## WHAT IS EXPECTED
Search the material below for the string "cross". Return every line that holds it.

## EXERCISE INPUTS
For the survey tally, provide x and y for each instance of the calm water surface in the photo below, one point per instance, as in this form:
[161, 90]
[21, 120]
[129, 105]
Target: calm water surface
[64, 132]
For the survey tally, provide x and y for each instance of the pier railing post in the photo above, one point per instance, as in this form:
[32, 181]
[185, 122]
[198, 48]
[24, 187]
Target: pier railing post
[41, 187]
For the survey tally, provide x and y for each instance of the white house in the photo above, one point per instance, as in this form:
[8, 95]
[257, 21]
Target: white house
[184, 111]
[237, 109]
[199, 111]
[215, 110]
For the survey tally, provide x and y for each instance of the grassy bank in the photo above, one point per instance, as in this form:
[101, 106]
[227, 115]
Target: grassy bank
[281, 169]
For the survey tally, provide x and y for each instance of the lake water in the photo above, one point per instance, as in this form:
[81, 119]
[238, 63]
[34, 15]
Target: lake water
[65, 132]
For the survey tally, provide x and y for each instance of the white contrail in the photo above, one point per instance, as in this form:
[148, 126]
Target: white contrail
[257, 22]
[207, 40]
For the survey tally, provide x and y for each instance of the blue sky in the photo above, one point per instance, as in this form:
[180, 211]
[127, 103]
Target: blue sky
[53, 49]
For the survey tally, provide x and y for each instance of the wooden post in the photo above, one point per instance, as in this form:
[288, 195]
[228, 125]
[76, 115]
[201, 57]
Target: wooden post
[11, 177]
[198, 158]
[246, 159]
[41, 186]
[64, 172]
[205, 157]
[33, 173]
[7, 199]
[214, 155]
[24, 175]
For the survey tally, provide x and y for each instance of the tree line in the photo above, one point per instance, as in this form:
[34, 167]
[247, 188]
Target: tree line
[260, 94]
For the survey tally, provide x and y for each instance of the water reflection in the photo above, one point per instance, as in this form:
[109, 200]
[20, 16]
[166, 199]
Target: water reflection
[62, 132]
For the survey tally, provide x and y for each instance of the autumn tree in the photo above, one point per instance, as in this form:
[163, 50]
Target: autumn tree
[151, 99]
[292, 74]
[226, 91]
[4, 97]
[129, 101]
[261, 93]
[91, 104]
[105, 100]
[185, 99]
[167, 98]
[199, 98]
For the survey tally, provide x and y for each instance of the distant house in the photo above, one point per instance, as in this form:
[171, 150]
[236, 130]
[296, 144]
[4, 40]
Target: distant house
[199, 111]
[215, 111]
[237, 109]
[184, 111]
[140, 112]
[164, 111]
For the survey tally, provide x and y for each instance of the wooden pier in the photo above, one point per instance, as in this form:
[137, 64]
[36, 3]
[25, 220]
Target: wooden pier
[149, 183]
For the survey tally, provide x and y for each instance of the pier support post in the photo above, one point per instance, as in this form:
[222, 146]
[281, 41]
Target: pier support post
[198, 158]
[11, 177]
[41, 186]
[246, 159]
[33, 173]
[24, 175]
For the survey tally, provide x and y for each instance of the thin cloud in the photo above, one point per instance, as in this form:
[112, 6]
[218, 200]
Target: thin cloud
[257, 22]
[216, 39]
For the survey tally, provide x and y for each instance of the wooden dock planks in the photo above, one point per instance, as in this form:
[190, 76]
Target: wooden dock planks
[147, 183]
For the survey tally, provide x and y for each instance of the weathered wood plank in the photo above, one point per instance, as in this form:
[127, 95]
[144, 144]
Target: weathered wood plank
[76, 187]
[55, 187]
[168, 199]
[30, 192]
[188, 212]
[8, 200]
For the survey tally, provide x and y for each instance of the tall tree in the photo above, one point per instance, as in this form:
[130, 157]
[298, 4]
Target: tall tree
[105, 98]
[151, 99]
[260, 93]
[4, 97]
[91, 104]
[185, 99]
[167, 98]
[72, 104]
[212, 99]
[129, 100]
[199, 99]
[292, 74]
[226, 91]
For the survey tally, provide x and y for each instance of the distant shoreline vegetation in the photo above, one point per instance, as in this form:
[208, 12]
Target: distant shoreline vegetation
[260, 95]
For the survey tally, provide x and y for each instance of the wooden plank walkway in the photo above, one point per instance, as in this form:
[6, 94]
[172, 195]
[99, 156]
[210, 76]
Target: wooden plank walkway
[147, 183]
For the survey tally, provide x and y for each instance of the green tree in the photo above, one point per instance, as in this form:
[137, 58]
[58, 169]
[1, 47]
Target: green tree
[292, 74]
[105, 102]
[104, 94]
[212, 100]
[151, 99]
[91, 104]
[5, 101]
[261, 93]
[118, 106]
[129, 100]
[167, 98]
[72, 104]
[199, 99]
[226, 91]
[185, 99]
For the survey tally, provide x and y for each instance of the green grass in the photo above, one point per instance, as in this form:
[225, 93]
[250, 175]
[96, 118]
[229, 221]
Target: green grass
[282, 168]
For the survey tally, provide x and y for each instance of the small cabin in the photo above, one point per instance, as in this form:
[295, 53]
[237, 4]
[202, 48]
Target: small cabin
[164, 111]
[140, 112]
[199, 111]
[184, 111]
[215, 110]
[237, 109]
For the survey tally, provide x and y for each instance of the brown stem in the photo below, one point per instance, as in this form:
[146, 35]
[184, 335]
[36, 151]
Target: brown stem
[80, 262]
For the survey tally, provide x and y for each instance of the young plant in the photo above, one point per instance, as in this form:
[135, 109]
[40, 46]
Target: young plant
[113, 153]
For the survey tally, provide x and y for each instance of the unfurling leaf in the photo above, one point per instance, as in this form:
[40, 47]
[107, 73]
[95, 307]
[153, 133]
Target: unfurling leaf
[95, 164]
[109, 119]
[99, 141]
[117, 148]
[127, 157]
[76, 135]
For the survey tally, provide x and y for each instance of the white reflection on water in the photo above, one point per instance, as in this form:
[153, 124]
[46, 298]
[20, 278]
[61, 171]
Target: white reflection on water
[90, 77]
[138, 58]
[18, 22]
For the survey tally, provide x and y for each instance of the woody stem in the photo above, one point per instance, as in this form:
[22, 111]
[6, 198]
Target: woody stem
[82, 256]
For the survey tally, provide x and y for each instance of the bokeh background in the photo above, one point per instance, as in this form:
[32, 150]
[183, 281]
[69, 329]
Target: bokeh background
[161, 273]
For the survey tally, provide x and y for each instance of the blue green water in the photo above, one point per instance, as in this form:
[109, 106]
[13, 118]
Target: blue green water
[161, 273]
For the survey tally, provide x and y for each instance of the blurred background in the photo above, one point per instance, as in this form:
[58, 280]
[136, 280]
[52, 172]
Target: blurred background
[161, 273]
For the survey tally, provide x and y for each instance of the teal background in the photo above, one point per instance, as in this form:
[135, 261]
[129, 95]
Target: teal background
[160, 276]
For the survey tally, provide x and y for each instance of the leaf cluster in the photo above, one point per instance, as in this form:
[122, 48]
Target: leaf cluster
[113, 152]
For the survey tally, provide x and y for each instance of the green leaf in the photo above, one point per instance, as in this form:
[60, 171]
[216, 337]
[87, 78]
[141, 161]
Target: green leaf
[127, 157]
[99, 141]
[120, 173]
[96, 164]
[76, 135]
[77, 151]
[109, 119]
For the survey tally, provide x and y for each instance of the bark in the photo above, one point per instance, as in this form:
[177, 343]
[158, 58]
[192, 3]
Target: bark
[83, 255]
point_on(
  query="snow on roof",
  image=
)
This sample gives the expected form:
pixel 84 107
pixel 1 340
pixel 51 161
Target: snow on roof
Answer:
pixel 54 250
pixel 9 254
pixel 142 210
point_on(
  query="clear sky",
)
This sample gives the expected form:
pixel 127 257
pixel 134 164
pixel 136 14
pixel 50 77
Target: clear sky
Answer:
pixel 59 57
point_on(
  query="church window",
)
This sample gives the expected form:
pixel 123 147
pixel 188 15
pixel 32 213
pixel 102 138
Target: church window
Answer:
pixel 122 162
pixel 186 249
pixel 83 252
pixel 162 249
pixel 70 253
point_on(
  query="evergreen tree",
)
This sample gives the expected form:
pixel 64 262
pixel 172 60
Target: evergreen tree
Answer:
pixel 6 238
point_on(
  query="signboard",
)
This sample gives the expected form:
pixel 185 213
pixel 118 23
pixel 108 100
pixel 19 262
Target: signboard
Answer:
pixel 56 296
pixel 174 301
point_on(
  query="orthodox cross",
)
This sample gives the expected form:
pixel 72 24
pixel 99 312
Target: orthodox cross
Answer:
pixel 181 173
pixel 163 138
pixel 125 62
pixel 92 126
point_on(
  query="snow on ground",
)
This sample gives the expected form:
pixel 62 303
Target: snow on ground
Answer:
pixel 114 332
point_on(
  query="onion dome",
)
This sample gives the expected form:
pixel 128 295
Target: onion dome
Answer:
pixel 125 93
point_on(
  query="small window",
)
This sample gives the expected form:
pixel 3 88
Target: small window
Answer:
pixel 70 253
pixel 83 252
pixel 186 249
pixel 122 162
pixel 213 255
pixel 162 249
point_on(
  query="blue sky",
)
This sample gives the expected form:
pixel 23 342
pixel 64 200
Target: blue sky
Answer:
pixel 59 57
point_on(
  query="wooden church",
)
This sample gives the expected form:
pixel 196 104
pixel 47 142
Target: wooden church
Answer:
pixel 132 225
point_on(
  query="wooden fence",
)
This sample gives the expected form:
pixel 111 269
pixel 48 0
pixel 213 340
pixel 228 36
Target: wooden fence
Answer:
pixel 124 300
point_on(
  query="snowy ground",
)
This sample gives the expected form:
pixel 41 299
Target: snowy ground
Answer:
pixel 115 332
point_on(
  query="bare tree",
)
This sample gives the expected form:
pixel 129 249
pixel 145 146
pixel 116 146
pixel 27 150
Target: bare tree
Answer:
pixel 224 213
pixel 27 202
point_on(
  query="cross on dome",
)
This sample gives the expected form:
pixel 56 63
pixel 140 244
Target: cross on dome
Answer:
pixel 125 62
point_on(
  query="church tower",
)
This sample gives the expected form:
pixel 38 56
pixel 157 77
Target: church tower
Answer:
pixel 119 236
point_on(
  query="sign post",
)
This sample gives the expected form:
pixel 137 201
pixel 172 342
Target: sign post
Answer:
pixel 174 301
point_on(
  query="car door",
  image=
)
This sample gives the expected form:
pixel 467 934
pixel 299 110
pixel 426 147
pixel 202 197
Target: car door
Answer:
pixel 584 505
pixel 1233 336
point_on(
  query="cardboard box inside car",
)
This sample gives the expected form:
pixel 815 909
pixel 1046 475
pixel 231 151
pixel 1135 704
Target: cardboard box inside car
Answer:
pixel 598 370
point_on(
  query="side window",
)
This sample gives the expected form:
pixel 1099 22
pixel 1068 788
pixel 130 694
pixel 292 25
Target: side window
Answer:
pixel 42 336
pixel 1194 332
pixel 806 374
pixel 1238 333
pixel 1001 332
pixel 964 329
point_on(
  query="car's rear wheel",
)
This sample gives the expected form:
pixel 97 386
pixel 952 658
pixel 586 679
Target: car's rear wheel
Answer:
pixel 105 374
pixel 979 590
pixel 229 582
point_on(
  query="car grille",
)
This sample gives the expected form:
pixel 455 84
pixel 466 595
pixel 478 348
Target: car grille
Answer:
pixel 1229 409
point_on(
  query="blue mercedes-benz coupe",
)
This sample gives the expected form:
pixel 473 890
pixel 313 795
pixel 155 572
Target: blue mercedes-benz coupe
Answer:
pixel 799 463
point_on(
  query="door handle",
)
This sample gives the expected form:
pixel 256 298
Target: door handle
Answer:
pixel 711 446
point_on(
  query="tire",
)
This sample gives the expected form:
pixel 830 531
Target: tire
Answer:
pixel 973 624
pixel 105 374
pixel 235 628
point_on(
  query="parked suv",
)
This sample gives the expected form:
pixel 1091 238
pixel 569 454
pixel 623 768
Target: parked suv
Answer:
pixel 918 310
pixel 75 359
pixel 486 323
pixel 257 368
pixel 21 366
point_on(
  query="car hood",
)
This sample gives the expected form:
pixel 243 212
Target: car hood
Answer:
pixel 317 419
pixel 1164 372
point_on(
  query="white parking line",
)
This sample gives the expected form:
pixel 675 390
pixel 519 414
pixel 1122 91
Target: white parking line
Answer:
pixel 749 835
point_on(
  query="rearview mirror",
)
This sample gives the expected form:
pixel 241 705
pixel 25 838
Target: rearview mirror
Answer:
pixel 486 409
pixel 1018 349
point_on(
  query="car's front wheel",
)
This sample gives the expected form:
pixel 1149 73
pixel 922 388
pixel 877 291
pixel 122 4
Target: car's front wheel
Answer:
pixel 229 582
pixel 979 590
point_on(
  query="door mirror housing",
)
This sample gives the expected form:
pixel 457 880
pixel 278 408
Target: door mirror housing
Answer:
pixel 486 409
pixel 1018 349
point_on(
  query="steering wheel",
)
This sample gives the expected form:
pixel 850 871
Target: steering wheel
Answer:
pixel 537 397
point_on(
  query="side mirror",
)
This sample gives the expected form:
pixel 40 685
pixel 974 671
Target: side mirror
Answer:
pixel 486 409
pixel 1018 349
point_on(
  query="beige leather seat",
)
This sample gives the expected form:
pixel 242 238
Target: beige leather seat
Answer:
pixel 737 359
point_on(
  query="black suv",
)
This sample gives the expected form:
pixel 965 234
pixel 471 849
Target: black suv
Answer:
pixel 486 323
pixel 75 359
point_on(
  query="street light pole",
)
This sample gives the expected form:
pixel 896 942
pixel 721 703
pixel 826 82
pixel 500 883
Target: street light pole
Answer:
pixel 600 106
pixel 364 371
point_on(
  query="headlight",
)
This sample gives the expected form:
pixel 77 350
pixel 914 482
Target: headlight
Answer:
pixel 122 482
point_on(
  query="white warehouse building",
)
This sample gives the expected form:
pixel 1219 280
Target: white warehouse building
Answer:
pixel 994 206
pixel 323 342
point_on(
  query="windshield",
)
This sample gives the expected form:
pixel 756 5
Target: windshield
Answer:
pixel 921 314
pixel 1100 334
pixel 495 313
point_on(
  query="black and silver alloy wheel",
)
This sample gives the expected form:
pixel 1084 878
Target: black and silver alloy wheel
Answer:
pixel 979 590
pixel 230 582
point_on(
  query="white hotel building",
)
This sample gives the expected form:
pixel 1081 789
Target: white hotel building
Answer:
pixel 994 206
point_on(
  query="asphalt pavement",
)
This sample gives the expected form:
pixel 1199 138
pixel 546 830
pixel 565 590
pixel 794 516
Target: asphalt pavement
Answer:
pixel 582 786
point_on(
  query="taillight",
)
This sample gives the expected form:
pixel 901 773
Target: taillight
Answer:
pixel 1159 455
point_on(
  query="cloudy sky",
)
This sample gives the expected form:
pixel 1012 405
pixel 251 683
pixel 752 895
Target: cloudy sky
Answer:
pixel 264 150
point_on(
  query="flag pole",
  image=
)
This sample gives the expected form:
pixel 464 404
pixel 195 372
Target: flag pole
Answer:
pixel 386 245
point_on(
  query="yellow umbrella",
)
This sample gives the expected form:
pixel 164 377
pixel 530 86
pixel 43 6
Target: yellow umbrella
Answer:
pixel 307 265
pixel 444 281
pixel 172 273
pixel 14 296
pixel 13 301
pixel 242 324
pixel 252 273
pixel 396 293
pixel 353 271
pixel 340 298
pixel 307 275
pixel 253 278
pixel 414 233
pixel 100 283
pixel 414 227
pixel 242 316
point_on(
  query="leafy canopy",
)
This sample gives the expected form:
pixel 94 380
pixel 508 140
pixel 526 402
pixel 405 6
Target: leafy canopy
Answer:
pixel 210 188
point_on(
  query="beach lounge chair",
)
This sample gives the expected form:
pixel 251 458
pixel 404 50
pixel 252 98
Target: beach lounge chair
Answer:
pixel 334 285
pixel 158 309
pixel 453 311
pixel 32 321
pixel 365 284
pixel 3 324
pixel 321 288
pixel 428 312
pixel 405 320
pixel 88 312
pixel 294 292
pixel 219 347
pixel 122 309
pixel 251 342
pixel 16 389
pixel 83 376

## TASK SOLUTION
  query="orthodox cross",
Target: orthodox cross
  query="cross on dome",
Target: cross on dome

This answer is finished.